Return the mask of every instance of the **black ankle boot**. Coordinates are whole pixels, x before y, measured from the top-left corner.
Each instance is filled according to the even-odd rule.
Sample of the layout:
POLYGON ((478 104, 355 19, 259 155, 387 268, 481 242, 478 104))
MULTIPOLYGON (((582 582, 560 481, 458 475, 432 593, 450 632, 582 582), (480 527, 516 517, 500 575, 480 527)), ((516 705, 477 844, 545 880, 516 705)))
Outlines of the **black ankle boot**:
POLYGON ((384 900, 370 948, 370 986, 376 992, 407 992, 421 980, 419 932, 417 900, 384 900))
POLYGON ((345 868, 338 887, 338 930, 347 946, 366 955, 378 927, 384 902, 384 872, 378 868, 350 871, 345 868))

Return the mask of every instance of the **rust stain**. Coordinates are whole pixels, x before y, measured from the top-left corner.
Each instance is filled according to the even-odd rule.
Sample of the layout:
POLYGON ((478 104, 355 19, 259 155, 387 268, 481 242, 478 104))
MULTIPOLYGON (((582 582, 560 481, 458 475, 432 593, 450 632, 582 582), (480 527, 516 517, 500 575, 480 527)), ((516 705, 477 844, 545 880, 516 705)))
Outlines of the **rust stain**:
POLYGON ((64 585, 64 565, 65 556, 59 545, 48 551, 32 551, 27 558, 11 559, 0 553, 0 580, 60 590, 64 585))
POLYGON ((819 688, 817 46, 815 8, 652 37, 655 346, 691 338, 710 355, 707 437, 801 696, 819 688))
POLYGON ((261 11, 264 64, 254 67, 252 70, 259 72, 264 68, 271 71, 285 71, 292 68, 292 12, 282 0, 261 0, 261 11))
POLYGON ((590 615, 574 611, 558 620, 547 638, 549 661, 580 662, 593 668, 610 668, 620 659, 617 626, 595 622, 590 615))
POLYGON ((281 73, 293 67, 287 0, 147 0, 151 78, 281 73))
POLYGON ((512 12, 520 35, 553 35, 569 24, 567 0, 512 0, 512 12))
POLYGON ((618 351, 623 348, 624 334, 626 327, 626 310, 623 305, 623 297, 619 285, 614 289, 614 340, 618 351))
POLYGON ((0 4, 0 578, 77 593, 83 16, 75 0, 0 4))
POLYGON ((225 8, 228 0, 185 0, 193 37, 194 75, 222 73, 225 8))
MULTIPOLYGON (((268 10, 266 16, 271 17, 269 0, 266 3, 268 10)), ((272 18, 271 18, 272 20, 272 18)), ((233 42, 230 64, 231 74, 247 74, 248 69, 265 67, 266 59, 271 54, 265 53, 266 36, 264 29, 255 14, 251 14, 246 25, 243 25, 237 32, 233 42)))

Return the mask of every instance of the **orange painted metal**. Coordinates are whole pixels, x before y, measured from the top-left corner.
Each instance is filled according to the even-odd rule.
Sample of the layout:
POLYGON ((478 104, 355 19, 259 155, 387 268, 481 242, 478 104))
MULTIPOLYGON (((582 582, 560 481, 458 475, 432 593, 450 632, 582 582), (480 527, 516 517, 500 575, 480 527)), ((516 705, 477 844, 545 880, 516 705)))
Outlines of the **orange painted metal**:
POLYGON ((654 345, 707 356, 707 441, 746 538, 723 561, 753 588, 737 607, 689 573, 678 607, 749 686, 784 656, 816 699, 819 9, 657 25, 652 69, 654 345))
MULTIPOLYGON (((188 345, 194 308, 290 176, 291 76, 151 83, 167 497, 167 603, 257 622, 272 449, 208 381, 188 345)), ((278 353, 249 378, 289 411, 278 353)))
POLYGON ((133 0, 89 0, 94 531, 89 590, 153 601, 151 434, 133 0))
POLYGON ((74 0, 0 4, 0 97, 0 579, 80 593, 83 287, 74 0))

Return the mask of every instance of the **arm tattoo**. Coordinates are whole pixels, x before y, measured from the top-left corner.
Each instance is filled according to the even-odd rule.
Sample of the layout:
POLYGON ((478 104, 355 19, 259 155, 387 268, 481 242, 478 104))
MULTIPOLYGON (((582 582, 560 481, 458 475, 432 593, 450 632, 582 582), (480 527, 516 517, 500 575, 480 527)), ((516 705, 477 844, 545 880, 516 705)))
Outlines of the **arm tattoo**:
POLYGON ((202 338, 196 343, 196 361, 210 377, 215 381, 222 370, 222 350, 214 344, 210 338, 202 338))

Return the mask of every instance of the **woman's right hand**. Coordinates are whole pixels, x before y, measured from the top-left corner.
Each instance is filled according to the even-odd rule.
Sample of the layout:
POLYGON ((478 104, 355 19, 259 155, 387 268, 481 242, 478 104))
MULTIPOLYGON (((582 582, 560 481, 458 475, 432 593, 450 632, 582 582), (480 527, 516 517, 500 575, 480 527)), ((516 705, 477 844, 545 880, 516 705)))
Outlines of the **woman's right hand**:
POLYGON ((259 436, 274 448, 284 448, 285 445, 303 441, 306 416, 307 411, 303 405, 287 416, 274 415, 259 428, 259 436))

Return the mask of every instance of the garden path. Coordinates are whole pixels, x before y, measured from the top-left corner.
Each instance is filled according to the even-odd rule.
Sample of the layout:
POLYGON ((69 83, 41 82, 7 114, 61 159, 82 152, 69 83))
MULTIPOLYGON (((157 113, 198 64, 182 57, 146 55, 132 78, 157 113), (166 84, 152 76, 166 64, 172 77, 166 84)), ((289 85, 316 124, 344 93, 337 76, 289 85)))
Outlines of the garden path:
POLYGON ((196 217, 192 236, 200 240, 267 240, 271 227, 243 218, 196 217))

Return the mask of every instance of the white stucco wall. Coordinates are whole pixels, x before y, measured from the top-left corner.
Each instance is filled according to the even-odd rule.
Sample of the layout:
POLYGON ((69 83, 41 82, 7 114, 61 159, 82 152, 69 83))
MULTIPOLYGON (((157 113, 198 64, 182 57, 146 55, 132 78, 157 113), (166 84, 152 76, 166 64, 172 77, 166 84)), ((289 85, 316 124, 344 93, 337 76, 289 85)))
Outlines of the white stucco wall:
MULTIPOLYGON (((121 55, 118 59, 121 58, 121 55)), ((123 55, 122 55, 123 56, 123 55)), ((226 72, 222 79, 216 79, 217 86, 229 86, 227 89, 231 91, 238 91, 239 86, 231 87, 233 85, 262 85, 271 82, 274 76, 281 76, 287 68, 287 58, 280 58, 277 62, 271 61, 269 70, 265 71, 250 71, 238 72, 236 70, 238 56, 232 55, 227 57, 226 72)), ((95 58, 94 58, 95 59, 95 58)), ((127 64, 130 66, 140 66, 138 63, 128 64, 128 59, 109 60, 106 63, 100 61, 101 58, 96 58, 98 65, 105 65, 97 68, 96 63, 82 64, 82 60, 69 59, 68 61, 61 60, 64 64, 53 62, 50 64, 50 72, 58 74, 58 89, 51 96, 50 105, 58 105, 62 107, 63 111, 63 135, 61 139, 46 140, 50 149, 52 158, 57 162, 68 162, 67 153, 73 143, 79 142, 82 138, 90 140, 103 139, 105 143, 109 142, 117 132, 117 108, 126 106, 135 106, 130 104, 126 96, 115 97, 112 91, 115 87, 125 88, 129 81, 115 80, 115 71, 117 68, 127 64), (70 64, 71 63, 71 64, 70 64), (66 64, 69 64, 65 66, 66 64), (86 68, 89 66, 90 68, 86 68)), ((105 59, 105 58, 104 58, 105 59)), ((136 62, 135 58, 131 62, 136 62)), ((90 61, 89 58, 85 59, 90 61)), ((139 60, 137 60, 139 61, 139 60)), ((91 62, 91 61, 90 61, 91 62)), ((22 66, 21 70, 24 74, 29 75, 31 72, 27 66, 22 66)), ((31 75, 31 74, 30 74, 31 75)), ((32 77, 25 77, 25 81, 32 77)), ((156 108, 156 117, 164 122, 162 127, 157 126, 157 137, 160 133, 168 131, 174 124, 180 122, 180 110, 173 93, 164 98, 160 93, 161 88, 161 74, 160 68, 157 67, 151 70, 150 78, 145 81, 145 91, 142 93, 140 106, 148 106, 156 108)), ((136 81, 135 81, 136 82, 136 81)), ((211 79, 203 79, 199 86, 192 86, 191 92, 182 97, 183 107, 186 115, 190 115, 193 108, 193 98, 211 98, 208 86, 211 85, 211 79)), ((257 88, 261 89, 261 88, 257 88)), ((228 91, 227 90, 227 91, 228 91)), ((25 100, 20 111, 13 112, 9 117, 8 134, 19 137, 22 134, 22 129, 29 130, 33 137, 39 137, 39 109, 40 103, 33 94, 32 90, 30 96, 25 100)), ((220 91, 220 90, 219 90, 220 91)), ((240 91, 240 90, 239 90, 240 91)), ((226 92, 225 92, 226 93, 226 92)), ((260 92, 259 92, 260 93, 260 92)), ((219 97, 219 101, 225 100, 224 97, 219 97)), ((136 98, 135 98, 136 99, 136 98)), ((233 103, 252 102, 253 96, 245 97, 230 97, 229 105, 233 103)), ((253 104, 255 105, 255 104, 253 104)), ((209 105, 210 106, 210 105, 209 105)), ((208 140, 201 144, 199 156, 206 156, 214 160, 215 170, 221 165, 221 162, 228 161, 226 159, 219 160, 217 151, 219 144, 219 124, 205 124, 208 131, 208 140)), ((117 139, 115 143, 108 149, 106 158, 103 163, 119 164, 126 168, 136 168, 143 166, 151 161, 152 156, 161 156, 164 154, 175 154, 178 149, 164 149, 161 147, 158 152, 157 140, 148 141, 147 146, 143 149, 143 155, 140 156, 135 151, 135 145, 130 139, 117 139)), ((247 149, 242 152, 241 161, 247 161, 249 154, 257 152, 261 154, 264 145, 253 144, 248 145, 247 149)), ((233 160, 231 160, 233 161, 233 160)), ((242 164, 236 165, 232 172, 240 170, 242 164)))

########

*WHAT TO WORK ON*
Filter the listing for the word "from" and copy each line that has it.

*TASK OUTPUT*
Return the mask of every instance of the **black ankle boot**. Coordinates are whole pixels, x before y, measured from the top-left corner.
Return the mask of every instance of the **rust stain**. Coordinates are whole pixels, x before y, measured from the top-left corner.
Return the mask of every instance of the **orange painted metal**. Coordinates are whole pixels, x before y, measured from the top-left corner.
Return the mask of every instance of the **arm tattoo**. Coordinates are whole pixels, x before y, measured from the top-left corner.
Return the mask of every instance of the **woman's right hand**. Coordinates are whole pixels, x before y, measured from the top-left corner.
Return the mask of every instance of the garden path. Coordinates are whole pixels, x before y, measured from the top-left corner.
Return the mask of every instance of the white stucco wall. Coordinates are whole pixels, x before y, measured from the top-left corner.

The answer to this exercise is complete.